Lines before the one with "of the stone" are left out; return that line and all that follow it, exactly, through the end of the data.

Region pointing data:
+ + +

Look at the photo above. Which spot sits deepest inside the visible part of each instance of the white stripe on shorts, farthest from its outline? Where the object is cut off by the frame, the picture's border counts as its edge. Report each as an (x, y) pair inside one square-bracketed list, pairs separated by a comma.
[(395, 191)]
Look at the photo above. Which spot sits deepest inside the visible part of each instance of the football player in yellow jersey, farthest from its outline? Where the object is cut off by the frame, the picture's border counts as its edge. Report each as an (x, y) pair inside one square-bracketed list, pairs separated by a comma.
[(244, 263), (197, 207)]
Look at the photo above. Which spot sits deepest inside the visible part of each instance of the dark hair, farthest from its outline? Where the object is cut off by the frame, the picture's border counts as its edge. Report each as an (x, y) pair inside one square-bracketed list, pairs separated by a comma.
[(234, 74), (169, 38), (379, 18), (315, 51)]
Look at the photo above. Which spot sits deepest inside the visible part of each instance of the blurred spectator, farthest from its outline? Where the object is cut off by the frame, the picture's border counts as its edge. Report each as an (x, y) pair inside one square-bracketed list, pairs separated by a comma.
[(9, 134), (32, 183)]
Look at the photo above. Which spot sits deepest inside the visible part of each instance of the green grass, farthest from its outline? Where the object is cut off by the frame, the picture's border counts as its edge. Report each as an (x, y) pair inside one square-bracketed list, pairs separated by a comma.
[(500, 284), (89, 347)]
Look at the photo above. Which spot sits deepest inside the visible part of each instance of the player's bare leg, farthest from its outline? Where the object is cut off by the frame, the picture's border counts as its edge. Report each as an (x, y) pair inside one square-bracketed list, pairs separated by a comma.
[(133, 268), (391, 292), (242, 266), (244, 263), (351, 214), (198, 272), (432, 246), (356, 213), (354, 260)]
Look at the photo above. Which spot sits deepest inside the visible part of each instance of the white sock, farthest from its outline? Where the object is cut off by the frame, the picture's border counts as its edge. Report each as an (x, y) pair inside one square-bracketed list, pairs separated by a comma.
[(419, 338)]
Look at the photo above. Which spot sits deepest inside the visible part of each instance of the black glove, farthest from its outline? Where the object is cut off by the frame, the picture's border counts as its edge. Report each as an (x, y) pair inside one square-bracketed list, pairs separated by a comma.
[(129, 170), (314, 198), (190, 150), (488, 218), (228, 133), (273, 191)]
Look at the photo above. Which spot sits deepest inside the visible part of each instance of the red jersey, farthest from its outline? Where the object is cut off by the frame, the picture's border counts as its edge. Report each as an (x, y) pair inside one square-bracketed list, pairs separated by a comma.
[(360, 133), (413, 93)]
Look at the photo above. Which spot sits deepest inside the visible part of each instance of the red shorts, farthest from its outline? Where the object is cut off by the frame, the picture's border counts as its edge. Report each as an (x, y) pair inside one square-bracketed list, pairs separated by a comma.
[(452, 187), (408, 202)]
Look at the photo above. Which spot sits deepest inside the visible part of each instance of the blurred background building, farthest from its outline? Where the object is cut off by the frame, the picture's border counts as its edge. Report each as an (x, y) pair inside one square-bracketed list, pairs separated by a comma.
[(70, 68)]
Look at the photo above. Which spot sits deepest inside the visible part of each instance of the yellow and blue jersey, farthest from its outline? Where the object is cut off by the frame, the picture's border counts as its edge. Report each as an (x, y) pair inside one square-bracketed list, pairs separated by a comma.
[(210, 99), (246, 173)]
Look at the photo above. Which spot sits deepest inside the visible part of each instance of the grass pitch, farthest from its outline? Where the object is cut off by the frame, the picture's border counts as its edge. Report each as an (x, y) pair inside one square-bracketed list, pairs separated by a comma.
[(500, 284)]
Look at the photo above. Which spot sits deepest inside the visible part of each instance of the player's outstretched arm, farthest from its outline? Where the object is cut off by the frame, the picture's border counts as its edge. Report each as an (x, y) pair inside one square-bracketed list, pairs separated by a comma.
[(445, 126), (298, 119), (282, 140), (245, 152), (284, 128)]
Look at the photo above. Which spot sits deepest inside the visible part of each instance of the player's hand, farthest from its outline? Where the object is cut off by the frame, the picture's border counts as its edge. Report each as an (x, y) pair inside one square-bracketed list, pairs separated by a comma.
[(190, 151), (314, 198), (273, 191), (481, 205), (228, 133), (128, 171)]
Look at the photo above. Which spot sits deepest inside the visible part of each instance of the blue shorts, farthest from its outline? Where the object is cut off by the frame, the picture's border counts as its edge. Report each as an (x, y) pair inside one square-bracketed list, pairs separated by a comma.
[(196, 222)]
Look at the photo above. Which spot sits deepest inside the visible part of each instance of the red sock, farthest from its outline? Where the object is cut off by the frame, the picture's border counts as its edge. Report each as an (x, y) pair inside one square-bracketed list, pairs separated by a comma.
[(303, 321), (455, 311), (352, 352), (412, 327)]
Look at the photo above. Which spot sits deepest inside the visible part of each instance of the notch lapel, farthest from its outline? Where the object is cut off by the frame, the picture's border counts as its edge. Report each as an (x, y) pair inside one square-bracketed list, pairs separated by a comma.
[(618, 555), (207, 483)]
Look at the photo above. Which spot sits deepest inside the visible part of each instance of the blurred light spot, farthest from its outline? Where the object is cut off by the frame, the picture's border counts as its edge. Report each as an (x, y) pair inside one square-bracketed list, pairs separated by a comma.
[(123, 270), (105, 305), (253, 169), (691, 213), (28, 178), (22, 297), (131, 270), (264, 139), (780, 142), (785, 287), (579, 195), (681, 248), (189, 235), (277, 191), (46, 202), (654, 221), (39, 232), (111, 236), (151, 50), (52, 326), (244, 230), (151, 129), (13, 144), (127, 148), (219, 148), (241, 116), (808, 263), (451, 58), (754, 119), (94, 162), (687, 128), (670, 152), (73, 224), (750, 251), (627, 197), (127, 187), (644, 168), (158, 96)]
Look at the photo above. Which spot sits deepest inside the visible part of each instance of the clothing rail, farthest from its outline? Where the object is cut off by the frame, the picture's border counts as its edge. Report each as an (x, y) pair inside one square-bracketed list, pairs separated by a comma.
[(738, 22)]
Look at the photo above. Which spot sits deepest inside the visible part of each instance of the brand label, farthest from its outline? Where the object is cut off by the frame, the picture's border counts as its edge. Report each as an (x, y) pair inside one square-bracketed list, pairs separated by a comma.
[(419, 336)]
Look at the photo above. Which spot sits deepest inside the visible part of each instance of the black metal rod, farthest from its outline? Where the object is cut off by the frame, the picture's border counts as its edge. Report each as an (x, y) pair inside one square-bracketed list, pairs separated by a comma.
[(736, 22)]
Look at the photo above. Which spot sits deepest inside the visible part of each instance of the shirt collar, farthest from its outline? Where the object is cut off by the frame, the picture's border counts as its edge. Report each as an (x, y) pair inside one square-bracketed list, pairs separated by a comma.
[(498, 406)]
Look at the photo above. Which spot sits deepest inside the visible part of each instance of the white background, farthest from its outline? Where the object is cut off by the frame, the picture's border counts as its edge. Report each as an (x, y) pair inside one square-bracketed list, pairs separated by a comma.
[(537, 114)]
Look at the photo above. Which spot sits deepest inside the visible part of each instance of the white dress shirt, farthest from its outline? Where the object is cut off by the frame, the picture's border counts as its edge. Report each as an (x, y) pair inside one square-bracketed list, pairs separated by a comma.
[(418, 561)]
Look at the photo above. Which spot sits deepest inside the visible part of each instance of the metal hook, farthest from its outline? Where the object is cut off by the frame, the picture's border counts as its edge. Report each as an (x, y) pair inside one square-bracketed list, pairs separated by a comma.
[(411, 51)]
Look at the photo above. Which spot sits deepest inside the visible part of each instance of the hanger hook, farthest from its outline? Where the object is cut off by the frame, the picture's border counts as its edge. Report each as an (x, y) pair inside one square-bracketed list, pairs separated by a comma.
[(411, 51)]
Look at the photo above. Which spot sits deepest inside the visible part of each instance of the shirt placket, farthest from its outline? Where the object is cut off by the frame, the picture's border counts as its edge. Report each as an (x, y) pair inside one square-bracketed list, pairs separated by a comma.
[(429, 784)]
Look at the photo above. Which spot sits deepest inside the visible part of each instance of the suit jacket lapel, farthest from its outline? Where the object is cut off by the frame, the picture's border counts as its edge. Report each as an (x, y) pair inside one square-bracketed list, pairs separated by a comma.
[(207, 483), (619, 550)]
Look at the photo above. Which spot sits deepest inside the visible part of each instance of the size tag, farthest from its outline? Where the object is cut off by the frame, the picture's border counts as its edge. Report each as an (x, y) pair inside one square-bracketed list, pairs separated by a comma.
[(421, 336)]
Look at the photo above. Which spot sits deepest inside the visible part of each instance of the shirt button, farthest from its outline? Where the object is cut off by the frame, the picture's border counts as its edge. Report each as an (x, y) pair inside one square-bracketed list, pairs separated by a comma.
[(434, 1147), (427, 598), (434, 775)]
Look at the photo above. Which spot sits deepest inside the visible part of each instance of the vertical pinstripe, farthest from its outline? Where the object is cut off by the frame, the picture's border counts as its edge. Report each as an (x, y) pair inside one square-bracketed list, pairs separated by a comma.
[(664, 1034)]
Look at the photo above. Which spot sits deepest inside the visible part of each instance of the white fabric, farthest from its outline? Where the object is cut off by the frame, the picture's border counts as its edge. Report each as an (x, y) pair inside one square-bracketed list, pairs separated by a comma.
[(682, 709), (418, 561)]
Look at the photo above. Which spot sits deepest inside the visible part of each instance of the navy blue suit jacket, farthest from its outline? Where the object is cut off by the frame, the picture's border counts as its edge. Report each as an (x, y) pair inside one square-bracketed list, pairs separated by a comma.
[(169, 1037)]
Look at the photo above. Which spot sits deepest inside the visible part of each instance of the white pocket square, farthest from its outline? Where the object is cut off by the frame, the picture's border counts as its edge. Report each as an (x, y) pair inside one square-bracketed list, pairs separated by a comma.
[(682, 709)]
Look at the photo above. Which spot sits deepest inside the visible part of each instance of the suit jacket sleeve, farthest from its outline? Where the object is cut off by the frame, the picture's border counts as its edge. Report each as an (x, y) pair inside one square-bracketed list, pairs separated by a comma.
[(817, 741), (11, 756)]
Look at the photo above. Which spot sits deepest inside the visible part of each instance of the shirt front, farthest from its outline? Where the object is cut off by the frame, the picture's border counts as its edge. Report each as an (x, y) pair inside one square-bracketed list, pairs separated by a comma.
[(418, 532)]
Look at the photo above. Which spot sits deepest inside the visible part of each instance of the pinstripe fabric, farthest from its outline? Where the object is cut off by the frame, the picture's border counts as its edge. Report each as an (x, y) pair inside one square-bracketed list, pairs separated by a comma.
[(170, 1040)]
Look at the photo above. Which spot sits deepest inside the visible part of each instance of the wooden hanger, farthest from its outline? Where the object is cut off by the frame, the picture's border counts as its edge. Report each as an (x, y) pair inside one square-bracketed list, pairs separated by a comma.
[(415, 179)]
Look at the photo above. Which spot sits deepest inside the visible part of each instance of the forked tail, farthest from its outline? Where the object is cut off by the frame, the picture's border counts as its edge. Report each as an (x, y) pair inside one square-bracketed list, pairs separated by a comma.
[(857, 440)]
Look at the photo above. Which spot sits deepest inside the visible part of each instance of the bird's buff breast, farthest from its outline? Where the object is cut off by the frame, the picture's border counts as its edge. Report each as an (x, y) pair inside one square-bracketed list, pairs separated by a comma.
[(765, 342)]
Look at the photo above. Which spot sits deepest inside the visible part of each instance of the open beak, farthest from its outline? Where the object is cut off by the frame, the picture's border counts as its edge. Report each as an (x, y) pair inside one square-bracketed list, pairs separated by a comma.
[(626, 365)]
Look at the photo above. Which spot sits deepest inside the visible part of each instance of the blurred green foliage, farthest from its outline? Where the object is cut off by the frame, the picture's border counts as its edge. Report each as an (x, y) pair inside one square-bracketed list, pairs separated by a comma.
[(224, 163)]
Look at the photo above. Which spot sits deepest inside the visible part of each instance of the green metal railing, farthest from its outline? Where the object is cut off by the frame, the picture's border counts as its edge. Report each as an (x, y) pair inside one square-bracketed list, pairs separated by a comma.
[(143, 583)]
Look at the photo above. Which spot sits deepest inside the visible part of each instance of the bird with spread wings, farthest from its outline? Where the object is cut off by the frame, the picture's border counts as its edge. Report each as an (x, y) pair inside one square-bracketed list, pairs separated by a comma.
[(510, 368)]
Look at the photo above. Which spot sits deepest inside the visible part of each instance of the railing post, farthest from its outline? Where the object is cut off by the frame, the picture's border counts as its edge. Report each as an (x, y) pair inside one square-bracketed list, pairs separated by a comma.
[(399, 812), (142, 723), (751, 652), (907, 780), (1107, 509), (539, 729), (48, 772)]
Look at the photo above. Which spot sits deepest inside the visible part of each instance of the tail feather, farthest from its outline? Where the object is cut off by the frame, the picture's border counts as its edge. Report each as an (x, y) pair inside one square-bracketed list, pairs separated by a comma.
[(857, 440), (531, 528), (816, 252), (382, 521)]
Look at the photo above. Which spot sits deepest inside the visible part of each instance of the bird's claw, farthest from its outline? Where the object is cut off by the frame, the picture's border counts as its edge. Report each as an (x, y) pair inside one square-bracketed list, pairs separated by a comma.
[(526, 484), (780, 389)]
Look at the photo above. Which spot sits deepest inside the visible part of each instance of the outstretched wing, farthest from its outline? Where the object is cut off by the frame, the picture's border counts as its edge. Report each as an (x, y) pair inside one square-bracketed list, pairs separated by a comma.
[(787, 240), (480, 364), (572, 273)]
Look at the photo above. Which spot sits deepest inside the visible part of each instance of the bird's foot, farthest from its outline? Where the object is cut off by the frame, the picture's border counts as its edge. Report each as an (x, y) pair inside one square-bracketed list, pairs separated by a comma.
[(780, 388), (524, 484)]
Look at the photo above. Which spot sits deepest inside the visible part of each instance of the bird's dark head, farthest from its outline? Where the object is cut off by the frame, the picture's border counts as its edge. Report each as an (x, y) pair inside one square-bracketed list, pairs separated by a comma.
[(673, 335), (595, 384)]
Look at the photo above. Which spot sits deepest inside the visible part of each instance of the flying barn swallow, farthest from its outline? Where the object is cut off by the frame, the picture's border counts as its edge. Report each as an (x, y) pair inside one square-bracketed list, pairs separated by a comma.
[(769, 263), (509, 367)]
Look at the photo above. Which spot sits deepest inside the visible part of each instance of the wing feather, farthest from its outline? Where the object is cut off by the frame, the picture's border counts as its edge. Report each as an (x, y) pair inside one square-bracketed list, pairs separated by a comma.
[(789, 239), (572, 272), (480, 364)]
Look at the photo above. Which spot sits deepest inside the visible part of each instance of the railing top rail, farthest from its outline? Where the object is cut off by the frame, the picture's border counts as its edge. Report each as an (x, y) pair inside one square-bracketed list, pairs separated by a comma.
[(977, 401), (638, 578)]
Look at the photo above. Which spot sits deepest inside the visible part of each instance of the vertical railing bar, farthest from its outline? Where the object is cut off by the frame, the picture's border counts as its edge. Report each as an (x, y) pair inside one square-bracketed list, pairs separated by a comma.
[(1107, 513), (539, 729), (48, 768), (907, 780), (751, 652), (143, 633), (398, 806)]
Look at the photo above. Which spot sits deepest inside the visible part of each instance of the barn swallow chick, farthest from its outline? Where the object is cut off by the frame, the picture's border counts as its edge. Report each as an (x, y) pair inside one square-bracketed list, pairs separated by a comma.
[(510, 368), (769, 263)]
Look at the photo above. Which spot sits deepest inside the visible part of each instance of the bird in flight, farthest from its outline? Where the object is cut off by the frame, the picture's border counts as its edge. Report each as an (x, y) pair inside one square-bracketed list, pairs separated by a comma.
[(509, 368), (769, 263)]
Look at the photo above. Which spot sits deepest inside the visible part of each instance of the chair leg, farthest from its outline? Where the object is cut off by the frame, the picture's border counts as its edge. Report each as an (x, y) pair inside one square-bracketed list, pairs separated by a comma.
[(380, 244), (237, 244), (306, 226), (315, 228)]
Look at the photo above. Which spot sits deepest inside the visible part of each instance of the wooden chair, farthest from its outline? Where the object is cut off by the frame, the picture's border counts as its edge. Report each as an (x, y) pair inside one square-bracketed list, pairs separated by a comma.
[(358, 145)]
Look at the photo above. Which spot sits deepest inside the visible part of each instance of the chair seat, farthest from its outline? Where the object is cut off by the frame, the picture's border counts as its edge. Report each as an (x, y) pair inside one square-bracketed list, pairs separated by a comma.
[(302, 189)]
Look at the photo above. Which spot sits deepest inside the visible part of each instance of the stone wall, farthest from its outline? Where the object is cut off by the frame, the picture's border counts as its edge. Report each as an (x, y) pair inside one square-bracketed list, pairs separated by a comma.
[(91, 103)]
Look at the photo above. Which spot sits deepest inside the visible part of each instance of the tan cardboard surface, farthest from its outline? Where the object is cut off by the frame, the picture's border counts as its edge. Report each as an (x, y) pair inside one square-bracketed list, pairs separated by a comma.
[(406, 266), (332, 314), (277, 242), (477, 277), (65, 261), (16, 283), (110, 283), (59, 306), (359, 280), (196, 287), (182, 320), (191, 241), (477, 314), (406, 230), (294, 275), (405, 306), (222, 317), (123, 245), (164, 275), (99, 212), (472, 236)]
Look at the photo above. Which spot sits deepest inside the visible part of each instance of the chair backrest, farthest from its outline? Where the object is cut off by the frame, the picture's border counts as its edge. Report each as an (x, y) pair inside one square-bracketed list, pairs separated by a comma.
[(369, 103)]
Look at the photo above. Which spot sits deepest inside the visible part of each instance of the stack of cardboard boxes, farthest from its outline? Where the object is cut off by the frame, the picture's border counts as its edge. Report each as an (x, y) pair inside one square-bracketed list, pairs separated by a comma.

+ + +

Written answer >>
Look at the photo above. Which spot sits deepest inside the visible part of each instance of the stone wall, farthest from its outline? Where the object is cut off by the frame, the picture's border counts as its edge. Report each as an (x, y) pair inside one square-bracketed list, pairs separated by a comma.
[(91, 103)]
Look at the photo above. Which spot sits deepest inside the visible part of each instance of the tan cardboard surface, farthest from its outline? Where the object is cut off by the frame, the picture's border counts as its edge. Report each as an (x, y) pair inside one square-bracketed list, pairs separated by a comma.
[(406, 266), (332, 314), (277, 242), (477, 277), (65, 261), (16, 283), (110, 283), (59, 306), (359, 280), (196, 287), (182, 320), (191, 241), (477, 314), (406, 230), (294, 275), (405, 306), (222, 317), (123, 245), (164, 275), (99, 212), (472, 236)]
Look at the photo above. Which spot sits deepest inside the visible part of each instance of the chair backrest, farthest from its outline? Where the object is cut off by the frame, the picture's border counts as its edge. Report each as an (x, y) pair inside one square-bracketed list, pairs separated by a comma.
[(369, 103)]
Look at the photo above. Which spot sits deepest inside the visible part of each instance of the stack of cardboard boxes, farthest from its outline? Where the object is cut off by the frame, the picture's border counts as its edge. Report each as an (x, y) pair inside one square-bracketed list, pairs separated by a comma.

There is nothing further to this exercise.